Copy out word for word the rows below, starting at the row containing "Tag every instance of the white hazy" and ending with the final row, both included.

(Position annotation rows)
* * * * * * *

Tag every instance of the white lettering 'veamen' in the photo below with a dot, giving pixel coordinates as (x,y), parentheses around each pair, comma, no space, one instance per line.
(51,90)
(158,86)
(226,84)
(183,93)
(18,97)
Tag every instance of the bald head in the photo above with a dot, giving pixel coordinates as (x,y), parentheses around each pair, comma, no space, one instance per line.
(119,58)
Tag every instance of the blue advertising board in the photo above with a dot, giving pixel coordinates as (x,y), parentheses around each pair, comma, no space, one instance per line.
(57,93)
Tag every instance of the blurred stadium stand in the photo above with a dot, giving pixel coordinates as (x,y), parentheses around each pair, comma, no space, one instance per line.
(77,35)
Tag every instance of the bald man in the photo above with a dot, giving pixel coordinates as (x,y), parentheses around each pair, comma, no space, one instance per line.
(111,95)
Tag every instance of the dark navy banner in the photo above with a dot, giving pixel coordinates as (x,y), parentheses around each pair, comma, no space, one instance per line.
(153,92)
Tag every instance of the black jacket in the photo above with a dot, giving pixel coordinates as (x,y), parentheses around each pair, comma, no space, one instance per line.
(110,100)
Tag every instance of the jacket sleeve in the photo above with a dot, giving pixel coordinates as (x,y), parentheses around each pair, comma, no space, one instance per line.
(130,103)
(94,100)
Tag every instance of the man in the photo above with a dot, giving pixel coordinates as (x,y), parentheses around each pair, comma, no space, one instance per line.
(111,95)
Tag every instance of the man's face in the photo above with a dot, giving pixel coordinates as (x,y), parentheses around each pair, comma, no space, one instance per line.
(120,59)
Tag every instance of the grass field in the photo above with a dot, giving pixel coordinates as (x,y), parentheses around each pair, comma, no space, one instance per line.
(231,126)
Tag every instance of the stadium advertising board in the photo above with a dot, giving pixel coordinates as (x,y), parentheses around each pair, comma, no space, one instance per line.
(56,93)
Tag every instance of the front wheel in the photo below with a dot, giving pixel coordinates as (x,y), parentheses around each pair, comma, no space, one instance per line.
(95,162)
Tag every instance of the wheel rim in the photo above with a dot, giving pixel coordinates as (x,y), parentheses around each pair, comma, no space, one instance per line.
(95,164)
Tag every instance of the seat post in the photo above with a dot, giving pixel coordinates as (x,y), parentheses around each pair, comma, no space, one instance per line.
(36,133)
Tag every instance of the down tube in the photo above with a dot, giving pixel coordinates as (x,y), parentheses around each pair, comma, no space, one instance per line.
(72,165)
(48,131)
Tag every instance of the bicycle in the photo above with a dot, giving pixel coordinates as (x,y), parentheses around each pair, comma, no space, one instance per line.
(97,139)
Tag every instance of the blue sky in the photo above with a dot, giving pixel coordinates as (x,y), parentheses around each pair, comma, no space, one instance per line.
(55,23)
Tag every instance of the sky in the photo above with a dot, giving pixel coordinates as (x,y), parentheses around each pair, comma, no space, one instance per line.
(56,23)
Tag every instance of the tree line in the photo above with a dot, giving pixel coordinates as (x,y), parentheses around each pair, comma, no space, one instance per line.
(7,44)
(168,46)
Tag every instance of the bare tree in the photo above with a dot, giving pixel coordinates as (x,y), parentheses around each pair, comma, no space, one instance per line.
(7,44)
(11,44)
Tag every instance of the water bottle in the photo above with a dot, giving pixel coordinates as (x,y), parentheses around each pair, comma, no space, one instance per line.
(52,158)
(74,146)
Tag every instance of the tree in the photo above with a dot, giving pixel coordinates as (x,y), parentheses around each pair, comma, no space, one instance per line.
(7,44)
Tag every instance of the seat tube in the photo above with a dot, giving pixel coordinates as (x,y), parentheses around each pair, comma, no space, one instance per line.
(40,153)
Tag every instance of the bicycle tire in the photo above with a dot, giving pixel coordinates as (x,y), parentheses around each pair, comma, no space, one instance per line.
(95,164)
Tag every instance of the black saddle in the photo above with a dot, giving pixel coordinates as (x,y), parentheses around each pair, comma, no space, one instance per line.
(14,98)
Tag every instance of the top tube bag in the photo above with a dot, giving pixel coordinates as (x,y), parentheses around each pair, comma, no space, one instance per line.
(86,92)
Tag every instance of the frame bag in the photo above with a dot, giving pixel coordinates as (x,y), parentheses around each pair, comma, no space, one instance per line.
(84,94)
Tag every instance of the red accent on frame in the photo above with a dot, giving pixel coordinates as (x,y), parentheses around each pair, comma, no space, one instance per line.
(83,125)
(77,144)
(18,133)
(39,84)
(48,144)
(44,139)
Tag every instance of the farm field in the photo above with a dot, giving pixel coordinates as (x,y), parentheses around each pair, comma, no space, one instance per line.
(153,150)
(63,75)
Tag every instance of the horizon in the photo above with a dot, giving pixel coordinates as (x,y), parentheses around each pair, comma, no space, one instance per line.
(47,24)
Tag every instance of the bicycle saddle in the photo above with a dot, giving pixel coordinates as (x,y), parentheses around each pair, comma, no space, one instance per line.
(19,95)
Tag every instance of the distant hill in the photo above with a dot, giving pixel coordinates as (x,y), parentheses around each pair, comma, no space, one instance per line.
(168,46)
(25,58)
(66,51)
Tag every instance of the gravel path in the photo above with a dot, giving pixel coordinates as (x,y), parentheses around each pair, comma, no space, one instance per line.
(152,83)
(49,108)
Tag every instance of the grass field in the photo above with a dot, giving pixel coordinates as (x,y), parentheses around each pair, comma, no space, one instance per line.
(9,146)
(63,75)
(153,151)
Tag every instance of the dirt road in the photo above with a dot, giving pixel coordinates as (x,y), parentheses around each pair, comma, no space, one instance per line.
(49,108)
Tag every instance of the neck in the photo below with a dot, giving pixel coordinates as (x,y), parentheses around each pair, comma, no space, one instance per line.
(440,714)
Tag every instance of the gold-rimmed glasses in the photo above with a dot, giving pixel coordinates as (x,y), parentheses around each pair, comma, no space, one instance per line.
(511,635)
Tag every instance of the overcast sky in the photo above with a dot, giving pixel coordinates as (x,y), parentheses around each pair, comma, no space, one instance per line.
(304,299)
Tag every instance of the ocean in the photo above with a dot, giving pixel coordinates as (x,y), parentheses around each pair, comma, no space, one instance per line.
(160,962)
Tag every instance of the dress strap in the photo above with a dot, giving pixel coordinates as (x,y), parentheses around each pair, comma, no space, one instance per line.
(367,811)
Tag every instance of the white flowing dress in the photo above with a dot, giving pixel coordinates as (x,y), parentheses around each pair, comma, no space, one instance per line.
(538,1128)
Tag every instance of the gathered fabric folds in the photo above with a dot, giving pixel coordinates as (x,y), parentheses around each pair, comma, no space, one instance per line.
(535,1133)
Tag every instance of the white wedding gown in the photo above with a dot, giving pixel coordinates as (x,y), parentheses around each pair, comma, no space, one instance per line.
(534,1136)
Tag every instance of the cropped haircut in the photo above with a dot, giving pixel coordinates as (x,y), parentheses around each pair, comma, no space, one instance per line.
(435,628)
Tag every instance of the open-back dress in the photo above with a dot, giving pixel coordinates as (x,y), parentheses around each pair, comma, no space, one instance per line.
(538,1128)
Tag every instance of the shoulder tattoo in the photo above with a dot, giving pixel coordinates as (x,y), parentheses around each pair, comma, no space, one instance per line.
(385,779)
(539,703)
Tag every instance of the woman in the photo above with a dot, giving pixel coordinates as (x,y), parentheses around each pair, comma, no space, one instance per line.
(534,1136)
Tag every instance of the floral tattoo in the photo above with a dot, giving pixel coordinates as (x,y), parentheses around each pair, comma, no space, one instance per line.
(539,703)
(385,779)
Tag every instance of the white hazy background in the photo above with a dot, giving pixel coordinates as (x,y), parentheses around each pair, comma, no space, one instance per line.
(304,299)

* * * * * * *

*Answer for this exercise*:
Tag every instance of the white hazy background in the photo above with a dot, giving pixel coordinates as (x,y), parentheses around each pair, comma, no space, one instance per line.
(304,299)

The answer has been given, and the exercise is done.